## WHAT THE TASK ASKS
Somewhere below is a line with "grass background in this photo." and, later, a line with "petal in this photo."; repeat those two lines and all the lines between them, exactly as they are.
━━━━━━━━━━━━━━━━━━━━
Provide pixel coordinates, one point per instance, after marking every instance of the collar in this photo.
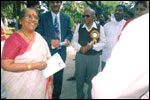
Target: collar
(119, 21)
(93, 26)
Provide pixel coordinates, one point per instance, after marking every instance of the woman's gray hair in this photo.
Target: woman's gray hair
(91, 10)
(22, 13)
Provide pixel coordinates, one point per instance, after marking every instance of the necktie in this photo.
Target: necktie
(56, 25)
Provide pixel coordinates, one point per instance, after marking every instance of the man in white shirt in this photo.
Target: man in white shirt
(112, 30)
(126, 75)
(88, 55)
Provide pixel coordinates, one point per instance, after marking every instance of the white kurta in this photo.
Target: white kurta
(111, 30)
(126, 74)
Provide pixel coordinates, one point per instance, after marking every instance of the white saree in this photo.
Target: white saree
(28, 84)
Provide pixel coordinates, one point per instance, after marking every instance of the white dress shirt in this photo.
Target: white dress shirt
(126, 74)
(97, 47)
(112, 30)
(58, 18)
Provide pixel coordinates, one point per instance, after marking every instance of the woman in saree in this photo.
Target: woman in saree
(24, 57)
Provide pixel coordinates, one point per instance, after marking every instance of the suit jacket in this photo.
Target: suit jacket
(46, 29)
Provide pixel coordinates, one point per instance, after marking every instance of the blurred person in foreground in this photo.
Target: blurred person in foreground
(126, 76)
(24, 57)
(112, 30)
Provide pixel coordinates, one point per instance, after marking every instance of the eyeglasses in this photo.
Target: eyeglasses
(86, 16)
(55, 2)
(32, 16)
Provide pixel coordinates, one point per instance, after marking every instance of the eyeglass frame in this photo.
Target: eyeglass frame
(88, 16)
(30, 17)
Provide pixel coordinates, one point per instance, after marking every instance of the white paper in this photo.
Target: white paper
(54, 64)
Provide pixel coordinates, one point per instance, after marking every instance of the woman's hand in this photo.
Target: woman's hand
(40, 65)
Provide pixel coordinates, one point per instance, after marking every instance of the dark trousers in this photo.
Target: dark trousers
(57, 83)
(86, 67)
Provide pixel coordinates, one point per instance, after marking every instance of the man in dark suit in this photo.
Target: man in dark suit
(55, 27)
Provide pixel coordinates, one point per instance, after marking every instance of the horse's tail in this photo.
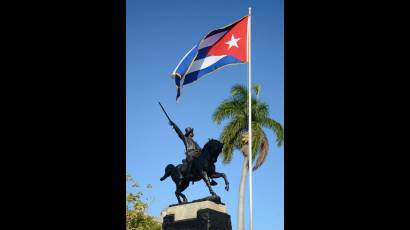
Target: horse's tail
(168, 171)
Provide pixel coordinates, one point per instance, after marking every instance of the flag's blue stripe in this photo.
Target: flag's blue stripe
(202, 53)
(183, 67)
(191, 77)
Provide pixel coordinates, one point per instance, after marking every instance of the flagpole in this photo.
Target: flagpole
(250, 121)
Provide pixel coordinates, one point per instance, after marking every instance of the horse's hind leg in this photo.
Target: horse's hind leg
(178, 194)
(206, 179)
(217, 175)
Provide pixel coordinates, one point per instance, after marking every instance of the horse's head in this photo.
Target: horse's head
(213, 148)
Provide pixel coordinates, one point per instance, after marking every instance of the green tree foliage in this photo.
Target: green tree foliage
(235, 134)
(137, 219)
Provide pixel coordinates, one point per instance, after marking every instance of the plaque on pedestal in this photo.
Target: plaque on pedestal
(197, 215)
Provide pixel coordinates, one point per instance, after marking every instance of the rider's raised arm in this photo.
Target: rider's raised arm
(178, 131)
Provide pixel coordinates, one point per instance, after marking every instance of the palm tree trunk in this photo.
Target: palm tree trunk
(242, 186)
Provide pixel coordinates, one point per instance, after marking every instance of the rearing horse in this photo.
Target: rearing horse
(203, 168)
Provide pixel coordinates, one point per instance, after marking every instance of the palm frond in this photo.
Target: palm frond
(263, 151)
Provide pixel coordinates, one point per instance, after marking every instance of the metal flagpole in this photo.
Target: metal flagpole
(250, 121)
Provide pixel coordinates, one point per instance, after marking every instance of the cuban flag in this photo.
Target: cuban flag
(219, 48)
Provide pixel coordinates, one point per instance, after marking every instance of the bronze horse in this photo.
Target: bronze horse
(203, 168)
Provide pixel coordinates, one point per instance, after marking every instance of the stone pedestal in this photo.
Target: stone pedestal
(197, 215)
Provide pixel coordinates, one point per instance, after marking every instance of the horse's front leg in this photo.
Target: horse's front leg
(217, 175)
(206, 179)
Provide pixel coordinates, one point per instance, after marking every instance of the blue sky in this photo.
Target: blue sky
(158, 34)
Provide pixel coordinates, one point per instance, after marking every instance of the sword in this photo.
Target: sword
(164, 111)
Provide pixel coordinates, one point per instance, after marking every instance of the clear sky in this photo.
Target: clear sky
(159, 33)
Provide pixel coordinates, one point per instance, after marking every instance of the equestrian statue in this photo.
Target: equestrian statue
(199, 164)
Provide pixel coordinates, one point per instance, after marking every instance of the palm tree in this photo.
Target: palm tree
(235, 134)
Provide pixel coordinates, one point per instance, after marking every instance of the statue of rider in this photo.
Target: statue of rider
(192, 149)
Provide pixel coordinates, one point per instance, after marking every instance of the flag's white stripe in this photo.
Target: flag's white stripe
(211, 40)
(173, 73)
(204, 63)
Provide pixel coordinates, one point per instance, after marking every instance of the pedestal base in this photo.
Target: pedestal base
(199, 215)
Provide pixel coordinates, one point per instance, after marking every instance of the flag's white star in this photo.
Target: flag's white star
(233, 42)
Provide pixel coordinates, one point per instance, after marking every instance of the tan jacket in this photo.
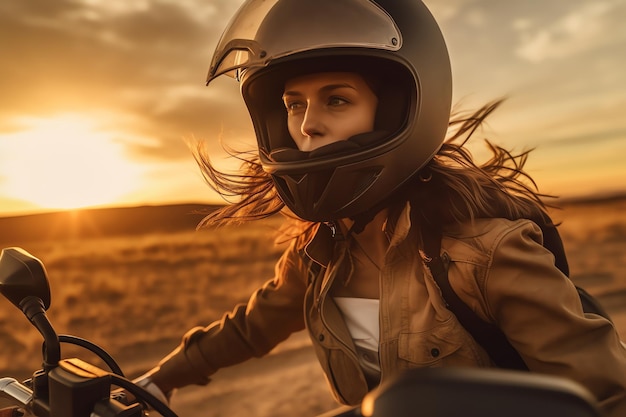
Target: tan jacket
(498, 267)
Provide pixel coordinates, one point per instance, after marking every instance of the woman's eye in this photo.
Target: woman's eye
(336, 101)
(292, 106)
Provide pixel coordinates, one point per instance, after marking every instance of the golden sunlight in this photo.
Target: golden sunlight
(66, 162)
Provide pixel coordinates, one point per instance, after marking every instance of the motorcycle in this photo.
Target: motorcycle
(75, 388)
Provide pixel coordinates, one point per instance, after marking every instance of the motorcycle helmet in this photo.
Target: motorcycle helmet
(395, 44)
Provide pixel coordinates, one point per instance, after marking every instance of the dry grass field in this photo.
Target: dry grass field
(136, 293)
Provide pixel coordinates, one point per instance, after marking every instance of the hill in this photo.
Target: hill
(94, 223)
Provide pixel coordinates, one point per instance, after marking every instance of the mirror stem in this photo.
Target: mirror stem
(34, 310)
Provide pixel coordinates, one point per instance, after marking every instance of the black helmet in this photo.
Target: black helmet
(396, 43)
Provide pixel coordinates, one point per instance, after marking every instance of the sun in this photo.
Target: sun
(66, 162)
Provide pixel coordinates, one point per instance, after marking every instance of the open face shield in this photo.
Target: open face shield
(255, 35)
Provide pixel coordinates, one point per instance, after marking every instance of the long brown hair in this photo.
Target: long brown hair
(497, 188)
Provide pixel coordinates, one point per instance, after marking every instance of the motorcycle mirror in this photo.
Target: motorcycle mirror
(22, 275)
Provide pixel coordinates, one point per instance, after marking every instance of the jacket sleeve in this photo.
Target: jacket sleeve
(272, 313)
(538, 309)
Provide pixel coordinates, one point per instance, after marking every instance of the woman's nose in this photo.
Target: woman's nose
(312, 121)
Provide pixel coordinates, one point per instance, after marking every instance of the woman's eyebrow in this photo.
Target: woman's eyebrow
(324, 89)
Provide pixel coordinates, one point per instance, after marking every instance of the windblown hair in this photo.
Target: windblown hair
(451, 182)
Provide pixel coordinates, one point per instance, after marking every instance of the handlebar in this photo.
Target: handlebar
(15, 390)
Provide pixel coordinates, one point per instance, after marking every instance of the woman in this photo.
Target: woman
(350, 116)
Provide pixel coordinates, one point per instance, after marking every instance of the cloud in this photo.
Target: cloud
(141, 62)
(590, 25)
━━━━━━━━━━━━━━━━━━━━
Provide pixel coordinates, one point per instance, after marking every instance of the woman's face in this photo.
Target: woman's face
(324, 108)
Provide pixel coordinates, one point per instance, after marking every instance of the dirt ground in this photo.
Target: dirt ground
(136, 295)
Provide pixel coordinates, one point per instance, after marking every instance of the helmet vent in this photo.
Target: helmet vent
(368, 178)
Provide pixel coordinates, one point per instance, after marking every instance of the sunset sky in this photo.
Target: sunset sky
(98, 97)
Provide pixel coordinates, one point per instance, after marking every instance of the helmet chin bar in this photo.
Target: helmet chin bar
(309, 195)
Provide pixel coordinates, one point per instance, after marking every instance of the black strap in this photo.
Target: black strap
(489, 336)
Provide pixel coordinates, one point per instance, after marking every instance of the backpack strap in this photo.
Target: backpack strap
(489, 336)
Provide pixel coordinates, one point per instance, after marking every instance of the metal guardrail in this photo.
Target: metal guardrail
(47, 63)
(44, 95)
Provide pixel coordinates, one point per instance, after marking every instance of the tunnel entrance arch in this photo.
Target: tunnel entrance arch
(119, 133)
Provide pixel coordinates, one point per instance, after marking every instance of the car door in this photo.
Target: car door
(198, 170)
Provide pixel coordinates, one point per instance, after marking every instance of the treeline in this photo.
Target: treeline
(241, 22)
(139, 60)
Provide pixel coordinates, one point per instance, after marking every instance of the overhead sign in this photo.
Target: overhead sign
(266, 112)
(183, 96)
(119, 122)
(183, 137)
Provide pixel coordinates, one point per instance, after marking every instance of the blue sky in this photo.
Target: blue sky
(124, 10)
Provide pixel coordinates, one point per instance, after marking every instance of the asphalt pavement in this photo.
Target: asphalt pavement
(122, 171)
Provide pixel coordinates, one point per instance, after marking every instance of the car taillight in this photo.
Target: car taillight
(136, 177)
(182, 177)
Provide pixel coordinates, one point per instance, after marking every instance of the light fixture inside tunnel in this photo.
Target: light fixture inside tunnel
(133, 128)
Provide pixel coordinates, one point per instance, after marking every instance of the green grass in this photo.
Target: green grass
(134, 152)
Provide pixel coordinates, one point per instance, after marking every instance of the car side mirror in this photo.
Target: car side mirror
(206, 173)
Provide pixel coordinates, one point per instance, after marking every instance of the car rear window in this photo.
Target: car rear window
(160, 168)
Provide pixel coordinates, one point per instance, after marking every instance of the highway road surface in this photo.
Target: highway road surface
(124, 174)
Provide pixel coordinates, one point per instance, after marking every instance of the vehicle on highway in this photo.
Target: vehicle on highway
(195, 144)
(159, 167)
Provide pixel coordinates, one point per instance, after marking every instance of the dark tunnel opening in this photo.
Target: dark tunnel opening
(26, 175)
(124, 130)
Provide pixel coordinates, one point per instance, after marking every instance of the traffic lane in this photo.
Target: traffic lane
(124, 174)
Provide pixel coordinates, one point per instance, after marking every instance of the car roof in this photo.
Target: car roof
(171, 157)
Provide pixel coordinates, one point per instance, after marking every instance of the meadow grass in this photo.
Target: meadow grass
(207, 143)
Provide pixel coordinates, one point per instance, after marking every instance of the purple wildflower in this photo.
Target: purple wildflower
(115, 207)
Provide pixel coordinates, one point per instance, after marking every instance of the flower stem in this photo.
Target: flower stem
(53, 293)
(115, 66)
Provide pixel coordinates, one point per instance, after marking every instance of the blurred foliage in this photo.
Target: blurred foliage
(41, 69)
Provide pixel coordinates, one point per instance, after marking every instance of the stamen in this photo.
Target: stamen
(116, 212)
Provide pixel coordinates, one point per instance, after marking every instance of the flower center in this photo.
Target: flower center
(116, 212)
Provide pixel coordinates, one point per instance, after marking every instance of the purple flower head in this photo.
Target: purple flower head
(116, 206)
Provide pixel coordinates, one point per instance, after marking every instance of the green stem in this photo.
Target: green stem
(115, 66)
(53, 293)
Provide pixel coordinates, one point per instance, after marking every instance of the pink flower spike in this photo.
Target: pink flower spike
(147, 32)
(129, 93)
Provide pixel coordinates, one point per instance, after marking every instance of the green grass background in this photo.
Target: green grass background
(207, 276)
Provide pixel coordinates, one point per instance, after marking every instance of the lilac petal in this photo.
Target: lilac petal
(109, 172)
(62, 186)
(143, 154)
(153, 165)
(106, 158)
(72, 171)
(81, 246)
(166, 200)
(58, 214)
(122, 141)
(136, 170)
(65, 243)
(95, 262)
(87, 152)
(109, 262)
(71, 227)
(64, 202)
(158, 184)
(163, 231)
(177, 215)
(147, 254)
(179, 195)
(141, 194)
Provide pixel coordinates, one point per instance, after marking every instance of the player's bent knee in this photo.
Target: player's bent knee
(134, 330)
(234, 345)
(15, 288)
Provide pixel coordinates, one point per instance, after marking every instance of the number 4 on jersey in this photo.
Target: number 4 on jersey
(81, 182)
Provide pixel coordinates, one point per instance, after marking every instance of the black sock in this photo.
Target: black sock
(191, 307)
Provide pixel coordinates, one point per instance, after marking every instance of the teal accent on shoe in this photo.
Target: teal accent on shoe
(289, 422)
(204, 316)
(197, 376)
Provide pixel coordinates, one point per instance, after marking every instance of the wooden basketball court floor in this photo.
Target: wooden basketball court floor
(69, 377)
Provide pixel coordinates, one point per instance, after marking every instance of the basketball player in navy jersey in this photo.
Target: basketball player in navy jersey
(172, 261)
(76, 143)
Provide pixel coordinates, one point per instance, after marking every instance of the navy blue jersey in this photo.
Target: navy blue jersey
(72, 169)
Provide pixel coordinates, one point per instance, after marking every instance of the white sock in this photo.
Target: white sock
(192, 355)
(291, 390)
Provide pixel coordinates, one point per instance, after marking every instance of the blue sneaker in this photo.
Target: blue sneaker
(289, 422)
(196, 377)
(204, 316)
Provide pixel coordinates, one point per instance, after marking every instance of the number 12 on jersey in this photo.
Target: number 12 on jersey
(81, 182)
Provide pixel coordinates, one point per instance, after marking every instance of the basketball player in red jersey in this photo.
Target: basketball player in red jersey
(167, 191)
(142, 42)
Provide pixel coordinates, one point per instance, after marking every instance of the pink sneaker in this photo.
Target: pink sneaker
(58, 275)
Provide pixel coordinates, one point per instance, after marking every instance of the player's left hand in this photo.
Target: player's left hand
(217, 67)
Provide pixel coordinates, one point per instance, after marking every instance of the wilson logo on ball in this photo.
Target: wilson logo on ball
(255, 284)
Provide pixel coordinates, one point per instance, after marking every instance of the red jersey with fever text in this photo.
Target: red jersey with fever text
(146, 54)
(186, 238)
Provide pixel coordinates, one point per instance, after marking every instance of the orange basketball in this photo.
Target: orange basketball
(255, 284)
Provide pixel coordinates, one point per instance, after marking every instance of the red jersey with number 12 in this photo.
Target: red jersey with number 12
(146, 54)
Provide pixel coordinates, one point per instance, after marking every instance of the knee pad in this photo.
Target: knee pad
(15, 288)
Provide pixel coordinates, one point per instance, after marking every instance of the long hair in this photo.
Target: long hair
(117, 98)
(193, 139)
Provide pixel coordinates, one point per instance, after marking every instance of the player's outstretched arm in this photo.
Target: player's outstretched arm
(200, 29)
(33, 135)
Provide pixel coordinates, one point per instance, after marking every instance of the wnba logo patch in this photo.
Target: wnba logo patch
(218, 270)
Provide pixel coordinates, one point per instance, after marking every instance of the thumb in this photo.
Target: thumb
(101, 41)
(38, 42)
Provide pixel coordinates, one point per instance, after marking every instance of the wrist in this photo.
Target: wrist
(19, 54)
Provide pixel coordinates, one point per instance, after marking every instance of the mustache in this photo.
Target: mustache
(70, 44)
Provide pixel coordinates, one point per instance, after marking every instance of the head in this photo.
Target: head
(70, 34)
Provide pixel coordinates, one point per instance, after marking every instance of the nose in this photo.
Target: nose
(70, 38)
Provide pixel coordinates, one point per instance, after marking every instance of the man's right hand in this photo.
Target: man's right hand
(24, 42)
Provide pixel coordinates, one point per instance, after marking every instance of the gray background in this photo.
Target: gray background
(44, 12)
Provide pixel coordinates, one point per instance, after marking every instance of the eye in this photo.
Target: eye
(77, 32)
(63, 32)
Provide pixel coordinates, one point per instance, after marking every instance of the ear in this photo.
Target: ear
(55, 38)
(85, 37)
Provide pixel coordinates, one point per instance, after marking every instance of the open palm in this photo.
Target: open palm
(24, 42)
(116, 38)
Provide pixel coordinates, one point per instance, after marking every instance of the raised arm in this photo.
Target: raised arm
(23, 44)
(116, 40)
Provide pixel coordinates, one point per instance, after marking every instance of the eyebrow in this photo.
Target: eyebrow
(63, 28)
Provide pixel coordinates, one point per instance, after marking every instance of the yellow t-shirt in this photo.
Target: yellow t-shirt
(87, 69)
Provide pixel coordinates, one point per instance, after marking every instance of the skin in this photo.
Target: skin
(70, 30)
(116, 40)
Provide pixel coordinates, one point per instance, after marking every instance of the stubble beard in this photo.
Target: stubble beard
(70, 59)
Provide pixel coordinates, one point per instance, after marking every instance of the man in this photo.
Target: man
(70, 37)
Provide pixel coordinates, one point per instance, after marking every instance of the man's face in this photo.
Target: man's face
━━━━━━━━━━━━━━━━━━━━
## RESPONSE TO THIS TASK
Provide pixel coordinates, one point per instance, after marking every instance of the green grass background in this photo.
Target: green grass background
(207, 276)
Provide pixel coordinates, one point per instance, after marking every instance of the lilac petal in this photo.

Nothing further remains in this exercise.